• [Supplied records]
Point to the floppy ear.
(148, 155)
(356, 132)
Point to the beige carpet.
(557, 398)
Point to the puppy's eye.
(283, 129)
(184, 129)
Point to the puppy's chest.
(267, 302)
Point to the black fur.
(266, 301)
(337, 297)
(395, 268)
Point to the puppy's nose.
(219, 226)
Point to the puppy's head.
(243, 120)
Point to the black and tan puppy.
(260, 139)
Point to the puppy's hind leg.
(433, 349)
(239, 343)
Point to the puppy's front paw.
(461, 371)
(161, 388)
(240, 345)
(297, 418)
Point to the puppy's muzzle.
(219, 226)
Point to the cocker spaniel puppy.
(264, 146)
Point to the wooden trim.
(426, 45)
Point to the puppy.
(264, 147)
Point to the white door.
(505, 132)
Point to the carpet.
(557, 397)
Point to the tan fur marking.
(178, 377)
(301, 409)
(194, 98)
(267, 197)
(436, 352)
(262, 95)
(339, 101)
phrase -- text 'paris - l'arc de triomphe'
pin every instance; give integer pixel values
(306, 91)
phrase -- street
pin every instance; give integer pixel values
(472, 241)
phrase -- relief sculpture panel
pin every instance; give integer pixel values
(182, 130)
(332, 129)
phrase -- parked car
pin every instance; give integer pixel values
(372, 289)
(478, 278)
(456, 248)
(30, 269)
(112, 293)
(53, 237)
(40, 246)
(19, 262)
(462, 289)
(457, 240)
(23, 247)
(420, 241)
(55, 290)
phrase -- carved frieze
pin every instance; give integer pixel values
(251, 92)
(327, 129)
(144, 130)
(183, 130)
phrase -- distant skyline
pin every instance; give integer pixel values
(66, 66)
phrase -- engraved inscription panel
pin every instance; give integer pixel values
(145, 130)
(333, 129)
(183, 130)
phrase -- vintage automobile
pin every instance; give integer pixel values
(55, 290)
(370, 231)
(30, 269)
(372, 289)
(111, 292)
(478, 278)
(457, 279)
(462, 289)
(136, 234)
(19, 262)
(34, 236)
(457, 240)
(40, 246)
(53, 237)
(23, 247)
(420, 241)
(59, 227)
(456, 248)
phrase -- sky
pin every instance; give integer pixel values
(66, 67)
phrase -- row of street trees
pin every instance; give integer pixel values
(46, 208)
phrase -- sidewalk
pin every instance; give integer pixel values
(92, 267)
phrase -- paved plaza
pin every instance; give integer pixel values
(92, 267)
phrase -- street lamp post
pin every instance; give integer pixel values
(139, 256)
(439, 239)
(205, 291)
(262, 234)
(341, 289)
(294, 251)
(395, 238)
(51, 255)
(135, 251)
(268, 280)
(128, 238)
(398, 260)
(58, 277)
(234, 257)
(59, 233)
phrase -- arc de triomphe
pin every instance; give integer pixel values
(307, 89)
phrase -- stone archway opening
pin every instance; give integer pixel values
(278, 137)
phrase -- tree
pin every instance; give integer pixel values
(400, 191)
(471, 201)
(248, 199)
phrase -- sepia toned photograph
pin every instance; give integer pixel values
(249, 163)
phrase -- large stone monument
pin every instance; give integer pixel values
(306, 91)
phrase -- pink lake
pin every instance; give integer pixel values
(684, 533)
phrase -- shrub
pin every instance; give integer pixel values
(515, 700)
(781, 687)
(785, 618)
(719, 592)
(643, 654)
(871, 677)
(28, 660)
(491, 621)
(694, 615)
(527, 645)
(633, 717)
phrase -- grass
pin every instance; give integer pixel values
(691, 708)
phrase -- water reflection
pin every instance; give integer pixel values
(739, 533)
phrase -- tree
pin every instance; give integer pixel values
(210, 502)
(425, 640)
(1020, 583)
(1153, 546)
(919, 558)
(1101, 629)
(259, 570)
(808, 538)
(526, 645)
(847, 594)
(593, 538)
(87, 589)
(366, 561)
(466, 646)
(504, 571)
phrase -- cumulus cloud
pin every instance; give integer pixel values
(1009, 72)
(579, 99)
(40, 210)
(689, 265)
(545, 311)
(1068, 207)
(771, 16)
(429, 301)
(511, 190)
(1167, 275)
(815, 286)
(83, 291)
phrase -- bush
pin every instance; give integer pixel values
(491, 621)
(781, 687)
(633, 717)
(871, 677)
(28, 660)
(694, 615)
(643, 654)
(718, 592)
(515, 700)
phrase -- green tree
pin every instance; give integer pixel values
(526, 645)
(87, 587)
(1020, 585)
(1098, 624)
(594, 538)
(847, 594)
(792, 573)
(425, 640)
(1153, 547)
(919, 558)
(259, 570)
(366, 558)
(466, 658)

---

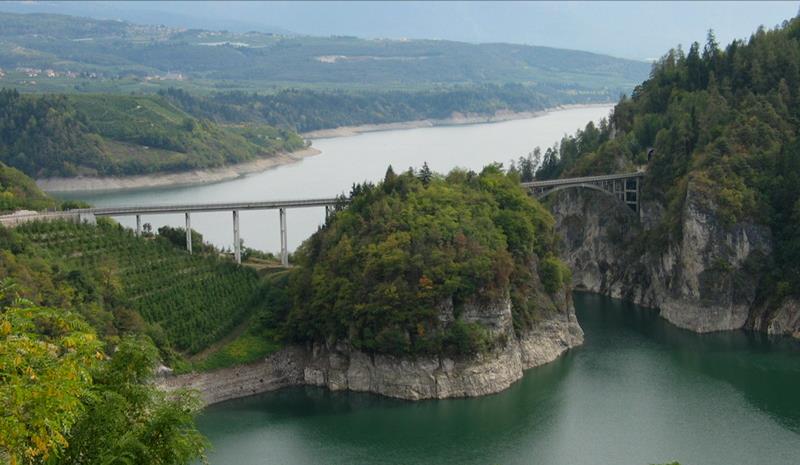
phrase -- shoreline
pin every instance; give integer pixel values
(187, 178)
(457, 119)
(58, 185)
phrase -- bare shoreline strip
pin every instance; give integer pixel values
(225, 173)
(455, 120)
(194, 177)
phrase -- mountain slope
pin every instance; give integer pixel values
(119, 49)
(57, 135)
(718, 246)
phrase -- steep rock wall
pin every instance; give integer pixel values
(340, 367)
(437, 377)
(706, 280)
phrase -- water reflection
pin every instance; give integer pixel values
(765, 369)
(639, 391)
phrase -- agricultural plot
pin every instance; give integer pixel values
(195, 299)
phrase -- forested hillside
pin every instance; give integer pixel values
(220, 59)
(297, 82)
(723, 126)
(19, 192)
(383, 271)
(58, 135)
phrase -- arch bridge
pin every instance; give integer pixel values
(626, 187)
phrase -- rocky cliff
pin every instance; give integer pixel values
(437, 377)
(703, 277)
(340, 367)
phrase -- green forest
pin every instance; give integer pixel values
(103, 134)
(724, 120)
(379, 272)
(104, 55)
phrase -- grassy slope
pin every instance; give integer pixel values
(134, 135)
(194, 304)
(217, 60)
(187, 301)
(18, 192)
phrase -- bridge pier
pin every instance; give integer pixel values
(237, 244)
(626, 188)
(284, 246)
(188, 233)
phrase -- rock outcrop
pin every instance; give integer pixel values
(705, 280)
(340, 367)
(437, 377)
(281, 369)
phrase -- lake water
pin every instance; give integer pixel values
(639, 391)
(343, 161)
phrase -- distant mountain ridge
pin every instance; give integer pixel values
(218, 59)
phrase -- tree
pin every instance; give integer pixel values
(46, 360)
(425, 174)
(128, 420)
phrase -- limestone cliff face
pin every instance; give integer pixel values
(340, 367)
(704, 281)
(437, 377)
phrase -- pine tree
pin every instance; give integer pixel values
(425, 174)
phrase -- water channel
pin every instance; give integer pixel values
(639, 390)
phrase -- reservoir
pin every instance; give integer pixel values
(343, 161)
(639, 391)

• [Work request] Check every line of the entries above, and copy those that carry the string "slope".

• [Output for this task]
phrase -- mountain slope
phrase -- grassy slope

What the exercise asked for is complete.